▸ TEXTO DA PÁGINA
=======
O CACHORRO CORRE ATRÁS DO RABO
Recebo o poema abaixo, pretendendo ser, em dado momento, o fruto lúcido de confessa inspiração do autor. Examinemos:
“NEM CECÍLIA... NEM DRUMMOND...
Maria
não quero gestar a poesia
acadêmica, quadrada,
amarrada, amordaçada,
com regras a lhe encarcerar...
nem a sonho transpirada,
em seus versos picotada,
podada, assaltada,
de alma dilacerada,
somente prá em regras entrar...
não busco a poesia fria,
onde falta festa, folia,
dança e alegria,
a musa, o poeta
e até o mercenário...
escrita para agradar
somente o saber, o ego,
de alguns cartolas literários...
que acham que os poetas bons
fazem parte do passado
e desde lá não têm
mais nenhum consagrado,
por não serem Cecília ou Drummond.
quero a poesia musical
que despeja emoção
de um jeito simples
ou fenomenal...
riscando o papel
sem preocupação
com regras e estruturas...
busco acordar a poesia
por tanto tempo adormecida
– como era a minha vida –
que seja viva, afiada,
feita de acertos e rasuras,
que humilha e também orgulha
que seja faca e agulha...
que corta e também sutura!
não acho ser minha poesia
uma mera mercadoria,
jogada sem estribeiras
nas prateleiras de uma feira
querendo só se vender
em eterna promoção...
=======
▸ DADOS DO EXERCÍCIO
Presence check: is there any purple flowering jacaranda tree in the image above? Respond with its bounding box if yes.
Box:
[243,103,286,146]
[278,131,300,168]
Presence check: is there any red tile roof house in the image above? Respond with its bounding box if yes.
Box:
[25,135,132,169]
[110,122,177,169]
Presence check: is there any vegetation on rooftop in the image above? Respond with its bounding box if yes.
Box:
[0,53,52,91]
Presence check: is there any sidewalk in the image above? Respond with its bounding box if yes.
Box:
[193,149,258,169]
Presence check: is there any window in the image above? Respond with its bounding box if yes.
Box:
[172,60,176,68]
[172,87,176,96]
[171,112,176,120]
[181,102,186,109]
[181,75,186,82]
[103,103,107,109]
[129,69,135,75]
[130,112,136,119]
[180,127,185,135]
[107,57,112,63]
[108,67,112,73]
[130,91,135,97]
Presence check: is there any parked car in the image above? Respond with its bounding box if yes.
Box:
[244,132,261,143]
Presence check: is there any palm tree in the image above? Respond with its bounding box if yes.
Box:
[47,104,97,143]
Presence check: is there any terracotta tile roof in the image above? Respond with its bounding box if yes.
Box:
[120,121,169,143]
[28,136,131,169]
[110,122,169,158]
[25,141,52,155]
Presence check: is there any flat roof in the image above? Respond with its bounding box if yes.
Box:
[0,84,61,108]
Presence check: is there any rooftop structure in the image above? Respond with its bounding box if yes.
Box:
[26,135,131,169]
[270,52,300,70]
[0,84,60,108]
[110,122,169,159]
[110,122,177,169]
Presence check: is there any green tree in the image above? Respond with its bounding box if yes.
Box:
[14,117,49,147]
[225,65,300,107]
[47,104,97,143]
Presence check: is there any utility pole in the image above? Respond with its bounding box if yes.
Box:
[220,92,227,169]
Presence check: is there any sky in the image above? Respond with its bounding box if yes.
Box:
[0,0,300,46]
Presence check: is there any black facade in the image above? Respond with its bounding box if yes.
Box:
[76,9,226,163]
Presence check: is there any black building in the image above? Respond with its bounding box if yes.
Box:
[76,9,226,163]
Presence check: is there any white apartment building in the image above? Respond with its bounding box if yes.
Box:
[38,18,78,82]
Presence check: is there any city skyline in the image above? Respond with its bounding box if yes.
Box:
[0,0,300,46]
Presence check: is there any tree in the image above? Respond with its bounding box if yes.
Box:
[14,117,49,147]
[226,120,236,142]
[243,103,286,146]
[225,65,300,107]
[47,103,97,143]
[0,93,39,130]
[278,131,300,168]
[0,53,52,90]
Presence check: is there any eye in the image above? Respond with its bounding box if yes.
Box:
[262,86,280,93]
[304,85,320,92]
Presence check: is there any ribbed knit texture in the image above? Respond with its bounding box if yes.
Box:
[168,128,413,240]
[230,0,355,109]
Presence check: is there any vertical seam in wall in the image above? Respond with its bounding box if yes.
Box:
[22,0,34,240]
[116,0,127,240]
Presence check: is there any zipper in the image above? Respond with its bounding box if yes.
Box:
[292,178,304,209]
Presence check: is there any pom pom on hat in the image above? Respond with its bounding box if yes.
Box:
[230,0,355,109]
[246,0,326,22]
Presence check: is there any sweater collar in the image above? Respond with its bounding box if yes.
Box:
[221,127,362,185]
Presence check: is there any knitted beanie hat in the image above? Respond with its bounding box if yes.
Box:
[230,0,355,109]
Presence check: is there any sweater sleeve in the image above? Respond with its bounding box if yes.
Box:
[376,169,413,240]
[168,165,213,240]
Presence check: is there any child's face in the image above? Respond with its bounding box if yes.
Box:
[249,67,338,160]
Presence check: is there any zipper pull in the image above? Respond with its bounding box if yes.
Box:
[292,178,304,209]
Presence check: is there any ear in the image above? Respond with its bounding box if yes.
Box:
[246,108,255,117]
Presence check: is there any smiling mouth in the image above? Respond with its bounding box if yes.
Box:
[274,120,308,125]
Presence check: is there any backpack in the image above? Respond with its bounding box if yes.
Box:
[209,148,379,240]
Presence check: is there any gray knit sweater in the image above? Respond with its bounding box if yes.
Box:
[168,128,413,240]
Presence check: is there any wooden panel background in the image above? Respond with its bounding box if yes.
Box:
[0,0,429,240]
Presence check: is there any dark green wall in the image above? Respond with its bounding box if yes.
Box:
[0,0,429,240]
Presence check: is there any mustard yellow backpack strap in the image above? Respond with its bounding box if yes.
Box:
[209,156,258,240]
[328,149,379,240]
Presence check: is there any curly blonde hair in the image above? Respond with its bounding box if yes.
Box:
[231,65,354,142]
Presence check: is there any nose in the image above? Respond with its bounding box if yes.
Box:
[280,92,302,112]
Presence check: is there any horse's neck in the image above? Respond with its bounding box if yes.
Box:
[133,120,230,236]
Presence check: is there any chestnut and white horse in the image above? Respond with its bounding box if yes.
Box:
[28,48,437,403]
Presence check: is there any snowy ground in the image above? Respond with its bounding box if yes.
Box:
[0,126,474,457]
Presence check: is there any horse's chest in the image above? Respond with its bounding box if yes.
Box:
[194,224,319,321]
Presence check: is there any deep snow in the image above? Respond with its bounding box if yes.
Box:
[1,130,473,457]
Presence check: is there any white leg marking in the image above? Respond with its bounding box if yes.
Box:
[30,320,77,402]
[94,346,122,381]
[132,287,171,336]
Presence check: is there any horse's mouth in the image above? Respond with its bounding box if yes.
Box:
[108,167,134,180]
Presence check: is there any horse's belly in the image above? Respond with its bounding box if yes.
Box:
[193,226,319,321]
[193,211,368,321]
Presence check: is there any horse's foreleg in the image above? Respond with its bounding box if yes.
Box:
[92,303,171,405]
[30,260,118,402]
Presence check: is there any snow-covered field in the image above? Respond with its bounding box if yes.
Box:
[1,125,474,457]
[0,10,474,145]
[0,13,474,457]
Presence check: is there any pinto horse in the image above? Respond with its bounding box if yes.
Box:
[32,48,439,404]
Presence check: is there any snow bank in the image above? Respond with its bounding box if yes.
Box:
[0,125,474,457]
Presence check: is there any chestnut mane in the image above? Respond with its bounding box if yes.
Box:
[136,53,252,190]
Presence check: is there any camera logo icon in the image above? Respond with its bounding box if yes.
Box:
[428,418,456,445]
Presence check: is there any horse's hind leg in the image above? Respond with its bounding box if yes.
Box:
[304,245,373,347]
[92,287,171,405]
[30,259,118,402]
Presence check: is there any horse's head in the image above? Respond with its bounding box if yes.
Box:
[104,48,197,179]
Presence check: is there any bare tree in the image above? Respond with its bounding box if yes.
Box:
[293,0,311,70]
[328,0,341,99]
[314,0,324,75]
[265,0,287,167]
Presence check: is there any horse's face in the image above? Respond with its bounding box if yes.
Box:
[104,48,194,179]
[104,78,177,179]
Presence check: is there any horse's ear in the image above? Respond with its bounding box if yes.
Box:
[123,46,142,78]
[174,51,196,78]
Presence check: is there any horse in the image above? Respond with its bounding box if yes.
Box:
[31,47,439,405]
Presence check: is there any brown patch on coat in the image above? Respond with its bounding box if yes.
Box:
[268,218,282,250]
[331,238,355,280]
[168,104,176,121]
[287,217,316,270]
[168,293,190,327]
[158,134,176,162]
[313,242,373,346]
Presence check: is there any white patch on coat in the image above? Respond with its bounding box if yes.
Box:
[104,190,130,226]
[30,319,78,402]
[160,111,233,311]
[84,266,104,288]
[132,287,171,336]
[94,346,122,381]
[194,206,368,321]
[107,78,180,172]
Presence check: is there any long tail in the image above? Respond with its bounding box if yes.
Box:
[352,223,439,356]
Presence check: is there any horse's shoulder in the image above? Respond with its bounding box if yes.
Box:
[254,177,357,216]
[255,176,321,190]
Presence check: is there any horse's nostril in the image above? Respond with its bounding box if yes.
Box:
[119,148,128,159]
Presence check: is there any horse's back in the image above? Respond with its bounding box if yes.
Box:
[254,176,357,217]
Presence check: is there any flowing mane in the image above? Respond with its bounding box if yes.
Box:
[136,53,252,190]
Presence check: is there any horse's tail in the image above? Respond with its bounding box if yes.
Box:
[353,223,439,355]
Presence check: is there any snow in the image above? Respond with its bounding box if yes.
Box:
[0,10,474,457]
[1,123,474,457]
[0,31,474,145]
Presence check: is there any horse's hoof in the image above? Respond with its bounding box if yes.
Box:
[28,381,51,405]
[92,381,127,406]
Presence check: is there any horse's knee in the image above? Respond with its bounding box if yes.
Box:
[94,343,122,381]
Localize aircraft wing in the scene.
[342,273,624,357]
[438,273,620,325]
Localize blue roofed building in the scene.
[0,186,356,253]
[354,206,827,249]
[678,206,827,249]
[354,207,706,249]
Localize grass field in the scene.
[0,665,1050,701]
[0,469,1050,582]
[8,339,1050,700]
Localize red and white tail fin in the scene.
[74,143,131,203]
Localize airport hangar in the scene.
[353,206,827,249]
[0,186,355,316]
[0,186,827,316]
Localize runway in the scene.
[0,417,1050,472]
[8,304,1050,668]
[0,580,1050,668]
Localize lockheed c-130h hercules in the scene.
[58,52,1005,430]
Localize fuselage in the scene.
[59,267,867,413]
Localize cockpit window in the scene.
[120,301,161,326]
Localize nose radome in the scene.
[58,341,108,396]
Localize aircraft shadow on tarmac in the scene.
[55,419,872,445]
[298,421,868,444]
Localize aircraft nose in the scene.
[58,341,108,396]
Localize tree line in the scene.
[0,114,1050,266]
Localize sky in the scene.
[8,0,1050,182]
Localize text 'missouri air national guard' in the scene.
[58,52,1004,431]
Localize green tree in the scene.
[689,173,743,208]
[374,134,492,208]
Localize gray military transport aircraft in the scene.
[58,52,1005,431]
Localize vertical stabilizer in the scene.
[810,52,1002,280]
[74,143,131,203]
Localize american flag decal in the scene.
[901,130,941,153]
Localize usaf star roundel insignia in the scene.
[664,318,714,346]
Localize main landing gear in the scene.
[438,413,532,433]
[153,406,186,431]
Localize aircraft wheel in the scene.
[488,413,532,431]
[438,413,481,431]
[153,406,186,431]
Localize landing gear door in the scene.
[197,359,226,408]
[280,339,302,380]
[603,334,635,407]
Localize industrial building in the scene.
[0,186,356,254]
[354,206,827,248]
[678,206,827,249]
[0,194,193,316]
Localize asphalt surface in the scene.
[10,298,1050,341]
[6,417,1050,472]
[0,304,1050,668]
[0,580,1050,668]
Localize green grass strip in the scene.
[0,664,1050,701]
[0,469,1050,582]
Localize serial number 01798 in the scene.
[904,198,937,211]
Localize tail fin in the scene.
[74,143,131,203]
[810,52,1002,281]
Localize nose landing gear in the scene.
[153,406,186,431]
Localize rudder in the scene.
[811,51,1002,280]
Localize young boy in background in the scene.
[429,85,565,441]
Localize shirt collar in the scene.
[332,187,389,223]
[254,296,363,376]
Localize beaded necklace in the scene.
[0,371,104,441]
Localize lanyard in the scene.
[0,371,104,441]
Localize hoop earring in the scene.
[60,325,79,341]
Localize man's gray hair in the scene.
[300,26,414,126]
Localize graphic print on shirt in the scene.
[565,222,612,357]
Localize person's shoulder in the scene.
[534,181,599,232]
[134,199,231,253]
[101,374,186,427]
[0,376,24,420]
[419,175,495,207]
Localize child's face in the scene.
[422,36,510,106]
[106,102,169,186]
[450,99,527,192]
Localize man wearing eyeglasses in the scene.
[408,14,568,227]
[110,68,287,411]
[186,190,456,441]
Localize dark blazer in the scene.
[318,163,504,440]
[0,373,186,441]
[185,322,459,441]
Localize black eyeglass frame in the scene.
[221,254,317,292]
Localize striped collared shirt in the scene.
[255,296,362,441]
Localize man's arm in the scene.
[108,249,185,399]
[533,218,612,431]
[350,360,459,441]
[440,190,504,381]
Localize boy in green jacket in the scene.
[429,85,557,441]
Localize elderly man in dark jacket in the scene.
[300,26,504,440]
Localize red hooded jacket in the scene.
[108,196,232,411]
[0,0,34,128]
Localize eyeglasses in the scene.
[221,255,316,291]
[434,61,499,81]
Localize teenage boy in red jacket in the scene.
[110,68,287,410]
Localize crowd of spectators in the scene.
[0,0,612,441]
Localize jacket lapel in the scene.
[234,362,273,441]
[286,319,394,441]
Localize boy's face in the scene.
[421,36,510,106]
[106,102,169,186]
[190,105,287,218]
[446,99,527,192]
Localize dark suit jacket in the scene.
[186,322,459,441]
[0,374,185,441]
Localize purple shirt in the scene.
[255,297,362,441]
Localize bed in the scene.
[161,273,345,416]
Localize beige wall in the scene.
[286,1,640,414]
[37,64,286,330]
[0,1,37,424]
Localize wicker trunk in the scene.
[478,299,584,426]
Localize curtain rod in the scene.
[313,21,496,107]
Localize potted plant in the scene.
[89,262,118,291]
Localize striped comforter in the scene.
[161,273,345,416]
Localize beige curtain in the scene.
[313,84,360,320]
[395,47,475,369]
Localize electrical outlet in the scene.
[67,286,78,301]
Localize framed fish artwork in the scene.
=======
▸ PEDIDO DE TRABALHO
Por favor, continue o texto da página a partir do verso “em eterna promoção...”.

▸ PROBLEMA RESOLVIDO
vejo-a um talento precioso,
por ti a mim dado, como dom, tesouro...
em letras que contam histórias,
falam de pessoas – memórias –
dizem de Deus, de mares, estradas,
dores de amor e paixão...
dos sentires da alma poeta
que toca com os dedos palavras,
como se fossem as cordas
de uma harpa ou violão!”.
– enviado por e-mail privado, em 27/04/2010, às 17h19min.
O que temos aqui são os versos de um diletante, aquele que não tem nenhum compromisso com a arte, e que a exerce por gosto, como amador, e não pelo ofício de dizer; registrar para a história de seu tempo e dos costumes a dimensão humana e o seu entorno.
Aparenta ser o cúmulo da possessão e do egoísmo, o exercício do ego na mais alta escala, alguma coisa como fechar os olhos para a humanidade sequiosa de reflexão e de aprendizagem.
O diletante reduz a palavra poética ao jogo lúdico de sua vida ou à terapia pessoal para fugir da realidade. Só aproveita ao autor do poema, a ninguém mais. Confirma a figura caricata do bobo-da-corte e fixa a concepção popular que “de médico, poeta e louco todo mundo tem um pouco”...
A tentativa de profissionalização é a minha atual cisma, depois de mais de trinta e oito anos de construção pessoal como humana criatura e fruição da Poesia dos outros, na consequente confluência que deságua em meu texto poético, nascido na placenta sanguinolenta da condenação ao pensar.
Discordo totalmente, no mérito, do que está contido no poema, porém lutarei contra todos e contra tudo na afirmação do direito que o autor tem de conceber e dizê-lo. E, com muito respeito, o ponho na vitrina, à consideração dos leitores.
É nas diferenças de concepção que se afirma o espírito humano. Ninguém é dono da verdade. A teoria das concepções opostas vivifica o espírito, ainda mais em Poesia, que é, em verdade, o exercício do mistério das idéias, coisas e fatos tidos, nem sempre havidos.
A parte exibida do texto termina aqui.